Stored data
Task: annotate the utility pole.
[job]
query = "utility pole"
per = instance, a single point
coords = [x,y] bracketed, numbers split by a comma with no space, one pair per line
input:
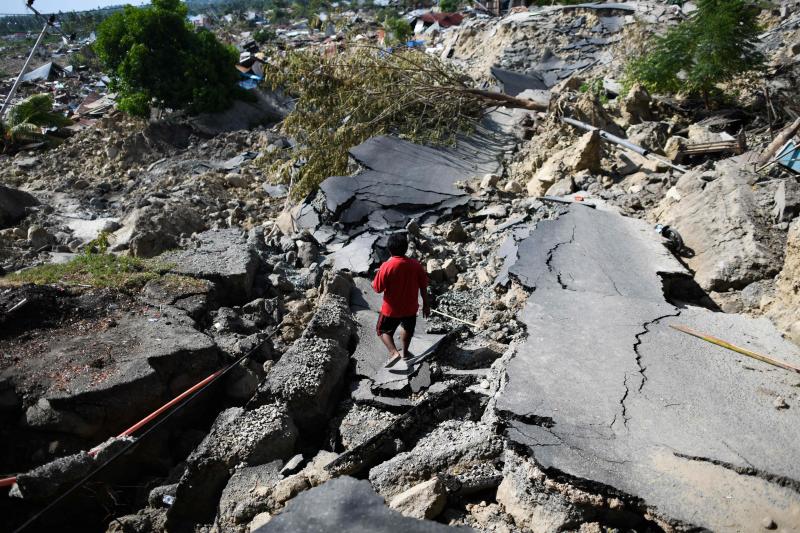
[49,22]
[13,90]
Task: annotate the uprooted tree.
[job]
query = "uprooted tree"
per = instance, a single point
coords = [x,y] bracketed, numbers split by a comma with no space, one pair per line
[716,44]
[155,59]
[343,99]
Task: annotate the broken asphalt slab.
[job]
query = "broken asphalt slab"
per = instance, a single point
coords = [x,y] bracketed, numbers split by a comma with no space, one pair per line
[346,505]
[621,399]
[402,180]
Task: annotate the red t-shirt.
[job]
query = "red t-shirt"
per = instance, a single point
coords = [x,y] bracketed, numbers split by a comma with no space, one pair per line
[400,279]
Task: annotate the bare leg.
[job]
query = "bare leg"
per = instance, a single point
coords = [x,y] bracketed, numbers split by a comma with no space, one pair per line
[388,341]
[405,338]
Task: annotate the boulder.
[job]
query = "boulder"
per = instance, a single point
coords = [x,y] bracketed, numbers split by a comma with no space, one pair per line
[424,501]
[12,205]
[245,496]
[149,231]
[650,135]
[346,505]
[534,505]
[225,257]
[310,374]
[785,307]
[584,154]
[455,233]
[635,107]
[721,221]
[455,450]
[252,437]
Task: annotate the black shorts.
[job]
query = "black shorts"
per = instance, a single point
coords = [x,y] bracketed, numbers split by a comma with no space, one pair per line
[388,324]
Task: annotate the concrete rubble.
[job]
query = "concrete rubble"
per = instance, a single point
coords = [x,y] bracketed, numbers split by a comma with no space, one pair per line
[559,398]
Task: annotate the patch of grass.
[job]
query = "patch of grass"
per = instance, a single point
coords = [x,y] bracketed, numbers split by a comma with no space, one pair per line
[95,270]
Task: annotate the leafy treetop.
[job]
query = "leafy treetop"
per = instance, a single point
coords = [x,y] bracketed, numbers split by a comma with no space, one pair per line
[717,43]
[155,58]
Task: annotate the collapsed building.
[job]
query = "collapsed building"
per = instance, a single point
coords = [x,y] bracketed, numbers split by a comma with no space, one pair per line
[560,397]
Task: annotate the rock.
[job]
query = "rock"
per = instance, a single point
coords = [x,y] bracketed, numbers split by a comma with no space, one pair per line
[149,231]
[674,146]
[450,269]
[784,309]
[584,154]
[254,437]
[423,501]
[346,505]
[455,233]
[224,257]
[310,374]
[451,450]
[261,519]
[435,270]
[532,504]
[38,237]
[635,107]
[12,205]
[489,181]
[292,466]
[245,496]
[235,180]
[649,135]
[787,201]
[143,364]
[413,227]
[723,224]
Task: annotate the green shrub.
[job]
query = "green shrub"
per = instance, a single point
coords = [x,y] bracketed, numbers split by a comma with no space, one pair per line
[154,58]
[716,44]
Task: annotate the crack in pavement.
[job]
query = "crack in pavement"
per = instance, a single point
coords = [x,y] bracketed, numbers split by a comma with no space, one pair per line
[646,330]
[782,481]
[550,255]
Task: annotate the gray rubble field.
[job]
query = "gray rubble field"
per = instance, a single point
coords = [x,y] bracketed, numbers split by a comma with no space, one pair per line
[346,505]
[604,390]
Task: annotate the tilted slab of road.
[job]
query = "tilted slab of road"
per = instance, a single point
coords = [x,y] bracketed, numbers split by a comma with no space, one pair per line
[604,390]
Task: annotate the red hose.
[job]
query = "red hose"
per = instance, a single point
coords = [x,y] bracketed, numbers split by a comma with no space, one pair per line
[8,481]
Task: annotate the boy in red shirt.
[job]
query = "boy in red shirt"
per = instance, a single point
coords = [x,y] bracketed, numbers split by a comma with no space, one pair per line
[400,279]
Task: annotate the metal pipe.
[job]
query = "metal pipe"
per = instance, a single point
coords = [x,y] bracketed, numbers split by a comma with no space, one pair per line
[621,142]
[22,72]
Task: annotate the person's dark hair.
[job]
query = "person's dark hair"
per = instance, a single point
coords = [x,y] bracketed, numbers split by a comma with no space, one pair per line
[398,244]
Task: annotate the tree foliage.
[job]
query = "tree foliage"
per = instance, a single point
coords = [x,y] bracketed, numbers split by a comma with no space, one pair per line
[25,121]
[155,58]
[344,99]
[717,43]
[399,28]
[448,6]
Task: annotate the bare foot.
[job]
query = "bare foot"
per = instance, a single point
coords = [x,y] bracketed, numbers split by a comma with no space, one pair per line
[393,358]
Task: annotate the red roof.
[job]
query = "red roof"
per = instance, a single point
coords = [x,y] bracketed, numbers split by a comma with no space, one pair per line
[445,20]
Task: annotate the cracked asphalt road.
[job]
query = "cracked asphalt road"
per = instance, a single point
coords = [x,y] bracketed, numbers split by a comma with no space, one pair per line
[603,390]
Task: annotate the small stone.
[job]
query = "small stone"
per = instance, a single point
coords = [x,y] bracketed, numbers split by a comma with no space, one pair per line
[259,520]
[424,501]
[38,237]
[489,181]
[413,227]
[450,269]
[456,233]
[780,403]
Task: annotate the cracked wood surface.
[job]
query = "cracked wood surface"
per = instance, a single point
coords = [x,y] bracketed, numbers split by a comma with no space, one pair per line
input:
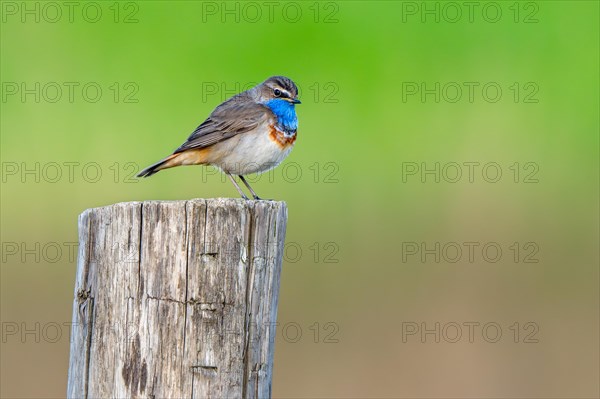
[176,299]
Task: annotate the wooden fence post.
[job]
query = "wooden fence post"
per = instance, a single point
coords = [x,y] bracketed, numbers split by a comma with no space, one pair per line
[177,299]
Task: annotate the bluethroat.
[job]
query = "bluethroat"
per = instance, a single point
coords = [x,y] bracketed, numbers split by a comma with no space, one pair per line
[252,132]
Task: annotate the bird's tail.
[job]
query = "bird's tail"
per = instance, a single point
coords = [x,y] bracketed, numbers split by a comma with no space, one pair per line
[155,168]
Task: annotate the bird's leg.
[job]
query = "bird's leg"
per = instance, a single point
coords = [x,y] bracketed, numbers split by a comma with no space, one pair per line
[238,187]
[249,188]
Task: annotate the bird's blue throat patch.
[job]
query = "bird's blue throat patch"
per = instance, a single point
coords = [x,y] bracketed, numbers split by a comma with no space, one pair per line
...
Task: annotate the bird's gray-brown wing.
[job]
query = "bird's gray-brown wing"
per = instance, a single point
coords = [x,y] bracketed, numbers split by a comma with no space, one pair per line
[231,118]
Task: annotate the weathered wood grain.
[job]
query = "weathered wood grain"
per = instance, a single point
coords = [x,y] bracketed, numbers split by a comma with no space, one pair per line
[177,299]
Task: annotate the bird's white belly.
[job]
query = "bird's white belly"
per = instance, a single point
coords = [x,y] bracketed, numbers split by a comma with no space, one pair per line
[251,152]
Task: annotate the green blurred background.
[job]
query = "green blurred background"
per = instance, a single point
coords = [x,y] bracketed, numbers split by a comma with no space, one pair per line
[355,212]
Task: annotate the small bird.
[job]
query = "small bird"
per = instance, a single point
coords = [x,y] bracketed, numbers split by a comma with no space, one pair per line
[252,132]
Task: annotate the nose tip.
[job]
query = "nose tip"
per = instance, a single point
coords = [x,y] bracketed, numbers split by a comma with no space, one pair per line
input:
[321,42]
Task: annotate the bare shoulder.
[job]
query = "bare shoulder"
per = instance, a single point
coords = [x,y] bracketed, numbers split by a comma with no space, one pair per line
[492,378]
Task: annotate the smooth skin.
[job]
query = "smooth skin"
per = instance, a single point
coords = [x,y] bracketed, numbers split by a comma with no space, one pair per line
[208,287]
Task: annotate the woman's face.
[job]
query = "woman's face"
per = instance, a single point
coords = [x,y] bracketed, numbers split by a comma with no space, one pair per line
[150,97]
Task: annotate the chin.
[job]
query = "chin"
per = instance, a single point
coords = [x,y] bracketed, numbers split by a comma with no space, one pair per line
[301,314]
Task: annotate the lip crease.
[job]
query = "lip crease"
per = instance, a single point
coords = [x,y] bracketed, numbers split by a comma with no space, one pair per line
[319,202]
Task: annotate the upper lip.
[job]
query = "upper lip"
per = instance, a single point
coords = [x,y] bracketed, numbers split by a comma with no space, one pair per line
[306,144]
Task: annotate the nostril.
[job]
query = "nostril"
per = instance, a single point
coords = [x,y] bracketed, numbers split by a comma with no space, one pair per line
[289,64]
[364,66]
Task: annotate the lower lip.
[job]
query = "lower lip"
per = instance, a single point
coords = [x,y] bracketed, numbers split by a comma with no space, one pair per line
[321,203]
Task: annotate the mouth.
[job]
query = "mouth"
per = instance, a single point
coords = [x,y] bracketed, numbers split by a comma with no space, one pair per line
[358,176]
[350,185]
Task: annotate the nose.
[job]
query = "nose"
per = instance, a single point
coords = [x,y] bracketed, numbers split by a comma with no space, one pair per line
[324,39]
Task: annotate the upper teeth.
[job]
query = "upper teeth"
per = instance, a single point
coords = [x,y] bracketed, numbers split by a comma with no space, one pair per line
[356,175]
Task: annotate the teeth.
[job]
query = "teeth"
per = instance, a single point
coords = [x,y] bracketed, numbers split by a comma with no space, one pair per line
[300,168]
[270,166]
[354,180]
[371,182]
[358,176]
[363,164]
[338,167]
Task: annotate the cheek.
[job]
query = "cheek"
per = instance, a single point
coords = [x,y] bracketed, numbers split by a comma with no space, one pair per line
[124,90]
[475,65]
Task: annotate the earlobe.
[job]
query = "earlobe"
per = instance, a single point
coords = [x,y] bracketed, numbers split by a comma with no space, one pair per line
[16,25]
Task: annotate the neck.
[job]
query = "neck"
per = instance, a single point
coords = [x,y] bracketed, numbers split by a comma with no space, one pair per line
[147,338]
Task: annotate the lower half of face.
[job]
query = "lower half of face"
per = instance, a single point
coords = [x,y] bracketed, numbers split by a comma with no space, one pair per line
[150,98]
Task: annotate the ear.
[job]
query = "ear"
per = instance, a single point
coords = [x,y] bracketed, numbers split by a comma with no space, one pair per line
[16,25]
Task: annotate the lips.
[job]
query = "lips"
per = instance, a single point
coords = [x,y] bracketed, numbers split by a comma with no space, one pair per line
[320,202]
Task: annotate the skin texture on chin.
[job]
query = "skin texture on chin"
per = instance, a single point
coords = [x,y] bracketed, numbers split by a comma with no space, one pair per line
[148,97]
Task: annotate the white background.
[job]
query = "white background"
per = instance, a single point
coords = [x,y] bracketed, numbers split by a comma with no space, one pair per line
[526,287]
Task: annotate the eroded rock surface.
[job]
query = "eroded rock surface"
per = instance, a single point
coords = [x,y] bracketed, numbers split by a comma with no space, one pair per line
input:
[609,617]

**Brief:** Look through the data above for the string "tail" and copy every line where it appears.

**Response area:**
Task: annotate the bird's tail.
query = "bird's tail"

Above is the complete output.